Passage provided:

[HIP] Support hipRTC in header

hipRTC compiles HIP device code at run time. Since the system may not
have development tools installed, when a HIP program is compiled through
hipRTC, there is no standard C or C++ header available. As such, the HIP
headers should not depend on standard C or C++ headers when used
with hipRTC. Basically when hipRTC is used, HIP headers only provides
definitions of HIP device API functions. This is in line with what nvRTC does.

This patch adds support of hipRTC to HIP headers in clang. Basically hipRTC
defines a macro __HIPCC_RTC__ when compile HIP code at run time. When
this macro is defined, HIP headers do not include standard C/C++ headers.

Reviewed by: Artem Belevich

Differential Revision: https://reviews.llvm.org/D100652

GitOrigin-RevId: 6823af0ca858b54e09e5be61a19d067ccd0bd6b7
diff --git a/lib/Headers/__clang_hip_cmath.h b/lib/Headers/__clang_hip_cmath.h
index 18871e6..632d46e 100644
--- a/lib/Headers/__clang_hip_cmath.h
+++ b/lib/Headers/__clang_hip_cmath.h
@@ -14,6 +14,7 @@
 #error "This file is for HIP and OpenMP AMDGCN device compilation only."
 #endif
 
+#if !defined(__HIPCC_RTC__)
 #if defined(__cplusplus)
 #include <limits>
 #include <type_traits>
@@ -21,6 +22,7 @@
 #endif
 #include <limits.h>
 #include <stdint.h>
+#endif // __HIPCC_RTC__
 
 #pragma push_macro("__DEVICE__")
 #define __DEVICE__ static __device__ inline __attribute__((always_inline))
diff --git a/lib/Headers/__clang_hip_math.h b/lib/Headers/__clang_hip_math.h
index 14d91c6..35cf0ad 100644
--- a/lib/Headers/__clang_hip_math.h
+++ b/lib/Headers/__clang_hip_math.h
@@ -13,11 +13,13 @@
 #error "This file is for HIP and OpenMP AMDGCN device compilation only."
 #endif
 
+#if !defined(__HIPCC_RTC__)
 #if defined(__cplusplus)
 #include <algorithm>
 #endif
 #include <limits.h>
 #include <stdint.h>
+#endif // __HIPCC_RTC__
 
 #pragma push_macro("__DEVICE__")

Set task: Can you extend the hipRTC header patch above, picking up right after its last line?

Dataset extract:
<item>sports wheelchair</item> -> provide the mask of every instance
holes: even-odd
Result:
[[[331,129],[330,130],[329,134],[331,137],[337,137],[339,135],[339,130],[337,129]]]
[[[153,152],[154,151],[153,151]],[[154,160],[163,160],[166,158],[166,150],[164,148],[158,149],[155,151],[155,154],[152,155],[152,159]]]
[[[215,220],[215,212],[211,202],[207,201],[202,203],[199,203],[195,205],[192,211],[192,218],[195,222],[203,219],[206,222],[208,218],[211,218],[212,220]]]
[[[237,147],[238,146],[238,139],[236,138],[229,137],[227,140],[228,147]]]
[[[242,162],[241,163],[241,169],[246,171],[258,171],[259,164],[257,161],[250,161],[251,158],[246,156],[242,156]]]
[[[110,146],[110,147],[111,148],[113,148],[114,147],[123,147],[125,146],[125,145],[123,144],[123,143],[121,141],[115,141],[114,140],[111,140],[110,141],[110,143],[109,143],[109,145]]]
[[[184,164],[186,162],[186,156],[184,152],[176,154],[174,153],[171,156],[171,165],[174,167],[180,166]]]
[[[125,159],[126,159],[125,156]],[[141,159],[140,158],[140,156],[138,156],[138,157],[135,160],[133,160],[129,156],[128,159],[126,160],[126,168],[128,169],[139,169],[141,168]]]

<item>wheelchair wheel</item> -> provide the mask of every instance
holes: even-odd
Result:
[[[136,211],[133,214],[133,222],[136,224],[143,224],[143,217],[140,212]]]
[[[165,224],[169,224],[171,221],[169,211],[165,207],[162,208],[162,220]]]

Result:
 #define __DEVICE__ static __device__ inline __attribute__((always_inline))
@@ -1260,6 +1262,7 @@
 __DEVICE__
 double min(double __x, double __y) { return fmin(__x, __y); }
 
+#if !defined(__HIPCC_RTC__)
 __host__ inline static int min(int __arg1, int __arg2) {
   return std::min(__arg1, __arg2);
 }
@@ -1267,6 +1270,7 @@
 __host__ inline static int max(int __arg1, int __arg2) {
   return std::max(__arg1, __arg2);
 }
+#endif // __HIPCC_RTC__
 #endif
 
 #pragma pop_macro("__DEVICE__")
diff --git a/lib/Headers/__clang_hip_runtime_wrapper.h b/lib/Headers/__clang_hip_runtime_wrapper.h
index 4fd8f23..8ee5566 100644
--- a/lib/Headers/__clang_hip_runtime_wrapper.h
+++ b/lib/Headers/__clang_hip_runtime_wrapper.h
@@ -18,9 +18,27 @@
 
 #if __HIP__
 
+#if !defined(__HIPCC_RTC__)
 #include <cmath>
 #include <cstdlib>
 #include <stdlib.h>
+#else
+typedef __SIZE_TYPE__ size_t;
+// Define macros which are needed to declare HIP device API's without standard
+// C/C++ headers. This is for readability so that these API's can be written
+// the same way as non-hipRTC use case. These macros need to be popped so that
+// they do not pollute users' name space.
+#pragma push_macro("NULL")
+#pragma push_macro("uint32_t")
+#pragma push_macro("uint64_t")
+#pragma push_macro("CHAR_BIT")
+#pragma push_macro("INT_MAX")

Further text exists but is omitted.